=== SELECTED TEXT ===
[LV] Add extra check for signed overflow for SDiv/SRem #170818

arcbbb · 2025-12-05T08:58:18Z

Add a check for the SDiv/SRem overflow case (INT_MIN / -1).

SDiv/SRem must be predicated if the RHS have poisons in masked-off lanes.
They must also be predicated when RHS could be −1 and LHS have masked-off lanes to avoid signed‑division overflow.

Fixes #170775.

llvmbot · 2025-12-05T08:58:51Z

@llvm/pr-subscribers-vectorizers
@llvm/pr-subscribers-llvm-transforms

@llvm/pr-subscribers-backend-risc-v

Author: Shih-Po Hung (arcbbb)

Changes

This change complements the zero-divisor guard with a dividend guard for the sdiv/srem overflow case (INT_MIN / −1).

Fixes #170775

Full diff: https://github.com/llvm/llvm-project/pull/170818.diff

3 Files Affected:

(modified) llvm/lib/Transforms/Vectorize/LoopVectorize.cpp (+30-2)
(modified) llvm/test/Transforms/LoopVectorize/RISCV/divrem.ll (+4-2)
(modified) llvm/test/Transforms/LoopVectorize/RISCV/tail-folding-div.ll (+4-2)

diff --git a/llvm/lib/Transforms/Vectorize/LoopVectorize.cpp b/llvm/lib/Transforms/Vectorize/LoopVectorize.cpp
index f78acf31a0de2..c4844496ebea7 100644
--- a/llvm/lib/Transforms/Vectorize/LoopVectorize.cpp
+++ b/llvm/lib/Transforms/Vectorize/LoopVectorize.cpp
@@ -2856,6 +2856,14 @@ bool LoopVectorizationCostModel::isPredicatedInst(Instruction *I) const {
   // having at least one active lane (the first). If the side-effects of the
   // instruction are invariant, executing it w/o (the tail-folding) mask is safe
   // - it will cause the same side-effects as when masked.

=== GIVEN DATA ===

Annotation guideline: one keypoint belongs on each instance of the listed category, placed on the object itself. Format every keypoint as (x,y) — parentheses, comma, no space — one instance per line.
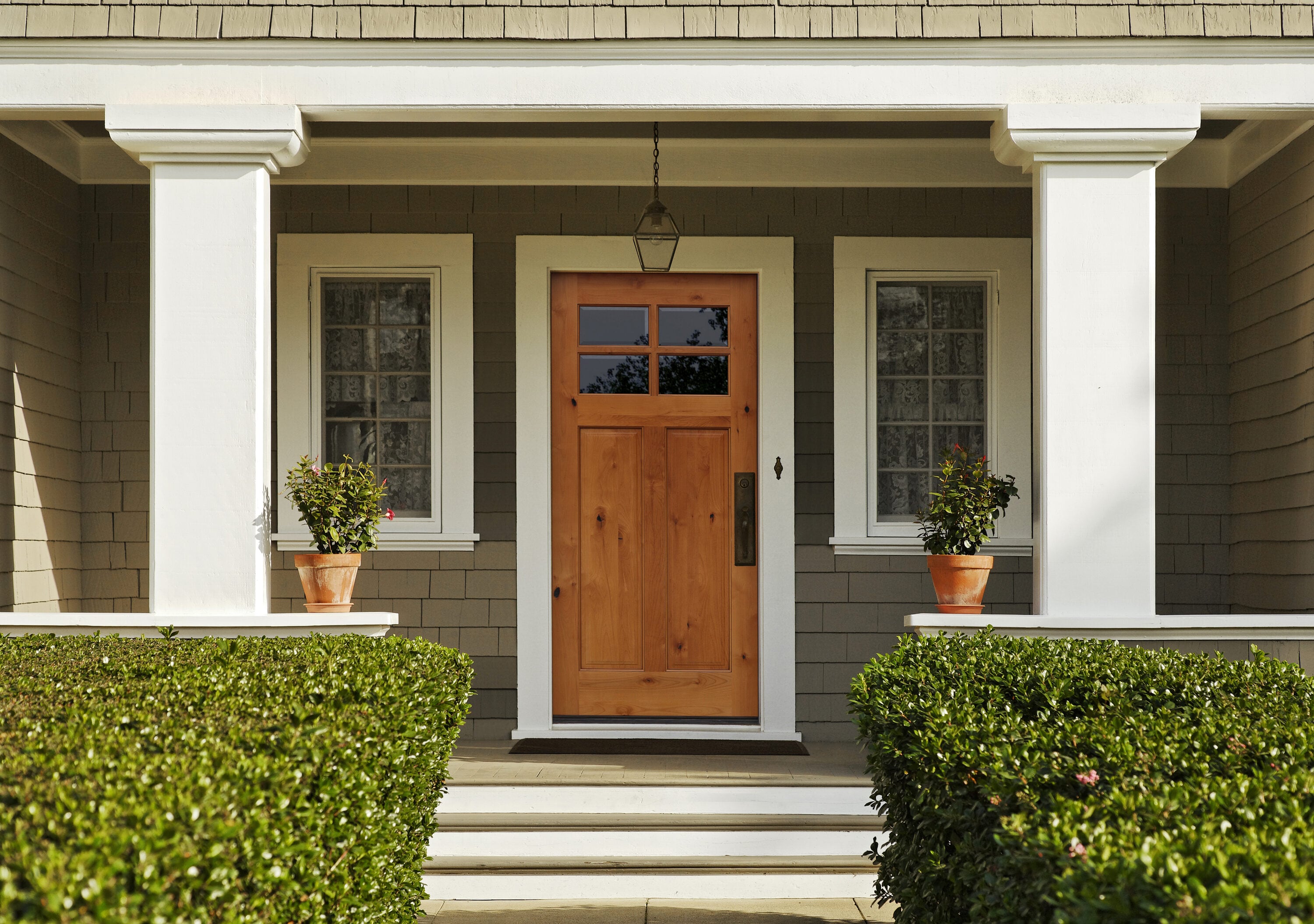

=== DIRECTIVE 1 ===
Please rewrite the paragraph of the pull request page that begins "SDiv/SRem must be predicated" as a short two-item list that keeps its main facts.
=== DIRECTIVE 2 ===
Reproduce the pull request page between "They must also" and "Shih-Po Hung (arcbbb)", inclusive.

=== WRITTEN ANSWER 1 ===
- SDiv/SRem must be predicated when the RHS has poison values in masked-off lanes.
- They must also be predicated when the RHS could be −1 and the LHS has masked-off lanes, to avoid signed-division overflow.

=== WRITTEN ANSWER 2 ===
They must also be predicated when RHS could be −1 and LHS have masked-off lanes to avoid signed‑division overflow.

Fixes #170775.

llvmbot · 2025-12-05T08:58:51Z

@llvm/pr-subscribers-vectorizers
@llvm/pr-subscribers-llvm-transforms

@llvm/pr-subscribers-backend-risc-v

Author: Shih-Po Hung (arcbbb)